:: LISTED ENTRIES ::

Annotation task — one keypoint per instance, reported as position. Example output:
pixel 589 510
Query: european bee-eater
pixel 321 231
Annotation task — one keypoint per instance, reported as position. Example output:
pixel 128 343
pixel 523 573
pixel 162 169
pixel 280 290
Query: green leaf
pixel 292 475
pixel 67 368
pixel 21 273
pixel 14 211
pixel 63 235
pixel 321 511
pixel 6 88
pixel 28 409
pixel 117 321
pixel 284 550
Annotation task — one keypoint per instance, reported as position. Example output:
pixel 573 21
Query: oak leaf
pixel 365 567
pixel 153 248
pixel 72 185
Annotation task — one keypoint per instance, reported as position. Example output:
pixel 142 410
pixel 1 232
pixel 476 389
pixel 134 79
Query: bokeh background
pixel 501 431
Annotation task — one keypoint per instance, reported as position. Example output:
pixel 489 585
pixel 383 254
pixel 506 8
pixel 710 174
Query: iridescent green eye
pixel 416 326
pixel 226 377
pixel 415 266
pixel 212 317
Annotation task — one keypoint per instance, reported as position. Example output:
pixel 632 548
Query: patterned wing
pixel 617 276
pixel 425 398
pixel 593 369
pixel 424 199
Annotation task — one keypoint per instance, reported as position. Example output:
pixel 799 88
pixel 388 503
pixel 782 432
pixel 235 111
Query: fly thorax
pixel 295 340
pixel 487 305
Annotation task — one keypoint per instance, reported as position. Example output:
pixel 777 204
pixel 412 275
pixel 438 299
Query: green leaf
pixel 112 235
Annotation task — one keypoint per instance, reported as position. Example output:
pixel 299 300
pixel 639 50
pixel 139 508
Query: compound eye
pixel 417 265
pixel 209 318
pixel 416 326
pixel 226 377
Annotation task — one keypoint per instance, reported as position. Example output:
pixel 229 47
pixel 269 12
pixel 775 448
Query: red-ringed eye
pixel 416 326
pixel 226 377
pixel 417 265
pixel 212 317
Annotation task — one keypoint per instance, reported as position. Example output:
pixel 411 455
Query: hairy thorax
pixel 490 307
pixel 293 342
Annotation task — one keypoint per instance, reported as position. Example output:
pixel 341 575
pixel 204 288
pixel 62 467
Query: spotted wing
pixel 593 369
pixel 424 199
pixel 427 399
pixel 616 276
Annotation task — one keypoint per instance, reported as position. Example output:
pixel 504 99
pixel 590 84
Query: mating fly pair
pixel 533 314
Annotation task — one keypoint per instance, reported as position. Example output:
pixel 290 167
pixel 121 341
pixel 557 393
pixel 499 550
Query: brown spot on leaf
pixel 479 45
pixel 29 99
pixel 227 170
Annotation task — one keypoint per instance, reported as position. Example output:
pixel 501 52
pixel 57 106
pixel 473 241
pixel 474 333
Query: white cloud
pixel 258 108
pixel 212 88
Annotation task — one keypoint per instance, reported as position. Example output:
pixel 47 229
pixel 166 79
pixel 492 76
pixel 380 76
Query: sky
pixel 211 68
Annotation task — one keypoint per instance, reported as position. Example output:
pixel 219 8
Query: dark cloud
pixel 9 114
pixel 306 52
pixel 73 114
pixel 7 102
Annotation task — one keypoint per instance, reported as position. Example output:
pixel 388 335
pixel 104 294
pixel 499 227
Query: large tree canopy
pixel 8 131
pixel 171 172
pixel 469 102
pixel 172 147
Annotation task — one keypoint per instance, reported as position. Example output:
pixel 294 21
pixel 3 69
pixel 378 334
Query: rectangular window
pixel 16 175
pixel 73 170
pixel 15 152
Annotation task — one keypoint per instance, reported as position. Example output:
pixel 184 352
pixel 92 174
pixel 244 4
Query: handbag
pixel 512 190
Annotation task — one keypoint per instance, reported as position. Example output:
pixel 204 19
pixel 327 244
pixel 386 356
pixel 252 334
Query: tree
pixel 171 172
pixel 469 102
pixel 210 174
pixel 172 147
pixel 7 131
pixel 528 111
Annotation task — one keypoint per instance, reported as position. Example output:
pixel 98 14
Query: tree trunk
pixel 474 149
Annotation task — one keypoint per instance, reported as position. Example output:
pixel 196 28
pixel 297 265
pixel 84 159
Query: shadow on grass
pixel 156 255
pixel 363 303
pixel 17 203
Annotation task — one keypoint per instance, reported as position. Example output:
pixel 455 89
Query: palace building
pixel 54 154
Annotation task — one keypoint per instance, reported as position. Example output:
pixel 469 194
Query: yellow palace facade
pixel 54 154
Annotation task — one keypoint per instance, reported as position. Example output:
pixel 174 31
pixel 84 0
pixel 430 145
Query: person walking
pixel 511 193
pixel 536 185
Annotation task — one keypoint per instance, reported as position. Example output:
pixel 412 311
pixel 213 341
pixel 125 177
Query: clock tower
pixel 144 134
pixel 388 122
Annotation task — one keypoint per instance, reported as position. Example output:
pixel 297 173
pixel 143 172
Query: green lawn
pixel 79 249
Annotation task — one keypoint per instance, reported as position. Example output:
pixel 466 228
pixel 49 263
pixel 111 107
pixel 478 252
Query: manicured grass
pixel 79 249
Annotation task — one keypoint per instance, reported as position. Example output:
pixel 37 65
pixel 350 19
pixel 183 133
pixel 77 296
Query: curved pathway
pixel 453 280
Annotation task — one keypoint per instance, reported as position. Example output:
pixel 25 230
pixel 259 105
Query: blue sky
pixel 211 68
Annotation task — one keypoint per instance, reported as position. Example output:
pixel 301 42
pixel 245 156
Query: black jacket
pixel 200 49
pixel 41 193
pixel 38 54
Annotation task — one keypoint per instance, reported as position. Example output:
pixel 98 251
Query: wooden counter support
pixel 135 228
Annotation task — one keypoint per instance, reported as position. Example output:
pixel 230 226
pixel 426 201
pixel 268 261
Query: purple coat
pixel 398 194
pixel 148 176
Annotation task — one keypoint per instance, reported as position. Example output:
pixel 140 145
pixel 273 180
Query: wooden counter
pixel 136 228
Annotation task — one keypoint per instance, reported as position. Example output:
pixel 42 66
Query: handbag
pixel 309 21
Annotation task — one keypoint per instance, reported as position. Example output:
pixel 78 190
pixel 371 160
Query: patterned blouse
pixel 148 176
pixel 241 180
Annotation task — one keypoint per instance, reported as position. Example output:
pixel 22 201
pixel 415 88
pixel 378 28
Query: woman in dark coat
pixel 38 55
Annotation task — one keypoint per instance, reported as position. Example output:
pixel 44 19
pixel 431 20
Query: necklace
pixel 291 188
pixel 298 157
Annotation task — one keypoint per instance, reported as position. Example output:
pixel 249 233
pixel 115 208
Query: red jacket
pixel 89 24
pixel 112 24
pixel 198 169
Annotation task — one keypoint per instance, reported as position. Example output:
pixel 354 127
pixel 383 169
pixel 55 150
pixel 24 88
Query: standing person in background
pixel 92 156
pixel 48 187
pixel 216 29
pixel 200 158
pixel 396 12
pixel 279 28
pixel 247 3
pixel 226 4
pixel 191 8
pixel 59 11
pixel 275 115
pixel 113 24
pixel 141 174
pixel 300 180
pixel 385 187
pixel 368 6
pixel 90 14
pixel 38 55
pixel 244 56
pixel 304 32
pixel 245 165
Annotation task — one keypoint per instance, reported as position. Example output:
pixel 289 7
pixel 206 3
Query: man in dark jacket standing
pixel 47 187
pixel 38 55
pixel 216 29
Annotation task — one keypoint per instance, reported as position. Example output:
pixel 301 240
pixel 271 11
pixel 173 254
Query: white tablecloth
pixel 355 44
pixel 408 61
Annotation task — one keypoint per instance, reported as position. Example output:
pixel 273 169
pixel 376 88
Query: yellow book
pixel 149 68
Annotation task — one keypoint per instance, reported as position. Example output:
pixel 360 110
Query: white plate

:::

Show every line of the rows above that contains the string "white".

Query: white cloud
Query: white tablecloth
Query: white plate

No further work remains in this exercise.